*Task description*: Your task is to reproduce the entries below word for word.

*Data extract*:
◆ ◆ ◆ ◆ ◆

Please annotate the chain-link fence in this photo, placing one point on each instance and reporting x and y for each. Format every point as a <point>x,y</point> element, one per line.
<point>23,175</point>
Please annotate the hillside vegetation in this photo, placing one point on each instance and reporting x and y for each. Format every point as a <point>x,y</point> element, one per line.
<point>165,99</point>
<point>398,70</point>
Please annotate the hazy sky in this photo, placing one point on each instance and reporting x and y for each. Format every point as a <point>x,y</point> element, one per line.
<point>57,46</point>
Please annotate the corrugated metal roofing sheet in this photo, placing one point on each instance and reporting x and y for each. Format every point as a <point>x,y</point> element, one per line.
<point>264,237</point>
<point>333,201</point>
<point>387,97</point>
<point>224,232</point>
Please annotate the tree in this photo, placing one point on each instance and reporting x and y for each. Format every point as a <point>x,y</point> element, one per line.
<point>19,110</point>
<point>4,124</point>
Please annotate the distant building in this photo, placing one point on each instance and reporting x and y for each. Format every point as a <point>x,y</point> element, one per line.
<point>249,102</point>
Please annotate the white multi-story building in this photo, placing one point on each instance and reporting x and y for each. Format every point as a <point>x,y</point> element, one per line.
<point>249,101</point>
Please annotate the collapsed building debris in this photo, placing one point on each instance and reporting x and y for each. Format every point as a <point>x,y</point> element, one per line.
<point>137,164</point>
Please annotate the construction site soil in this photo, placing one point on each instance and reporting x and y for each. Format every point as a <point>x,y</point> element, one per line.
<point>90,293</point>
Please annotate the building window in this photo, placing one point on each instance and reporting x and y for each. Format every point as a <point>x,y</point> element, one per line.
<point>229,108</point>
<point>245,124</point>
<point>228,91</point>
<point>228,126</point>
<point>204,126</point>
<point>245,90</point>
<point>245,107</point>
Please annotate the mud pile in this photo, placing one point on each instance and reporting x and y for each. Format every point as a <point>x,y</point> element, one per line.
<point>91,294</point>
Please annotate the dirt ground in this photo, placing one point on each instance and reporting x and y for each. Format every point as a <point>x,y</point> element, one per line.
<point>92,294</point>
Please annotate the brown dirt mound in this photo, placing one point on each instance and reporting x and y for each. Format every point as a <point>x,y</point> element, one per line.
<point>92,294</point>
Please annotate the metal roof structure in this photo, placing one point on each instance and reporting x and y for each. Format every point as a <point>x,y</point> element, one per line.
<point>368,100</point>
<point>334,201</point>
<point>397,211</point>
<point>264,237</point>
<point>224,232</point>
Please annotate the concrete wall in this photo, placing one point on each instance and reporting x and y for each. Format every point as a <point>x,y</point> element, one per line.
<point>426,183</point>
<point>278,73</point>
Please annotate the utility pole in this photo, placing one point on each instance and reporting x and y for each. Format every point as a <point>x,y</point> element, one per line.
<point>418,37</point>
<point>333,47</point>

◆ ◆ ◆ ◆ ◆

*Answer space*:
Please annotate the chain-link fence in this photo, placing one point on each instance and reporting x and y for each. Format every point as a <point>x,y</point> element, one per line.
<point>23,175</point>
Please annotate the hillside vegetation in this photo, placing one point on each instance and reporting x and y for each. Format every point as a <point>x,y</point> element, one per line.
<point>165,99</point>
<point>398,70</point>
Please annotate the hazy sky in this photo, placing one point on each instance and reporting x and y for each. Format every point as a <point>x,y</point> element, one per line.
<point>57,46</point>
Please annotate the corrugated metal roofing sheet in this photo, placing one point on each instance and reporting x and y for each. Format every point as a <point>x,y</point> element, one per line.
<point>264,237</point>
<point>333,201</point>
<point>387,97</point>
<point>224,232</point>
Please annotate the tree in this photo, placing one point on each instance and reporting x and y for each. Format every point as a <point>x,y</point> element, one per line.
<point>19,110</point>
<point>4,124</point>
Please annotate the distant building in this photo, placing one point on each instance and reporting x and y for each. Format every point as a <point>x,y</point> element, one per line.
<point>249,102</point>
Please annotate the white multi-story building in this photo, placing one point on each instance and reporting x and y for each. Format every point as a <point>x,y</point> element, one per line.
<point>249,101</point>
Please annotate the collapsed building debris in this photo, placing one point on each instance and reporting x and y for each. Format every point as a <point>x,y</point> element, one per line.
<point>137,164</point>
Please annotate the construction site soil in this photo, placing one point on each instance and reporting x and y for each. Format every point as a <point>x,y</point> element, one per line.
<point>90,293</point>
Please annotate the building window in this photo, placing one point on each instance and reporting x and y for each. Format every point as a <point>x,y</point> element, one per line.
<point>229,108</point>
<point>245,124</point>
<point>228,91</point>
<point>228,126</point>
<point>204,126</point>
<point>245,90</point>
<point>245,107</point>
Please annotate the mud pile in this photo, placing one point on each instance and reporting x and y for each. Format every point as a <point>x,y</point> element, one per line.
<point>91,294</point>
Please annotate the dirt ground in this photo, placing one point on each instance and reporting x and y for each. Format every point as a <point>x,y</point> element, one per line.
<point>92,294</point>
Please annotate the brown dirt mound in this photo, placing one point on each instance and reporting x and y for each. Format every point as a <point>x,y</point> element, one per line.
<point>92,294</point>
Please annotate the metal roof structure in this photo, placing one point on each instance and reporting x and y for each. Format every point as a <point>x,y</point> element, one per line.
<point>368,100</point>
<point>334,201</point>
<point>397,211</point>
<point>264,237</point>
<point>224,232</point>
Please annotate the concrete wall in this photo, placing one point on each instance and reporting x and y for each. Format every point as a <point>x,y</point> element, one per line.
<point>426,183</point>
<point>278,73</point>
Please annotate the utility pole in this photo, placing one point on each instance and reporting x and y for each. Format every point as a <point>x,y</point> element, one per line.
<point>418,37</point>
<point>333,47</point>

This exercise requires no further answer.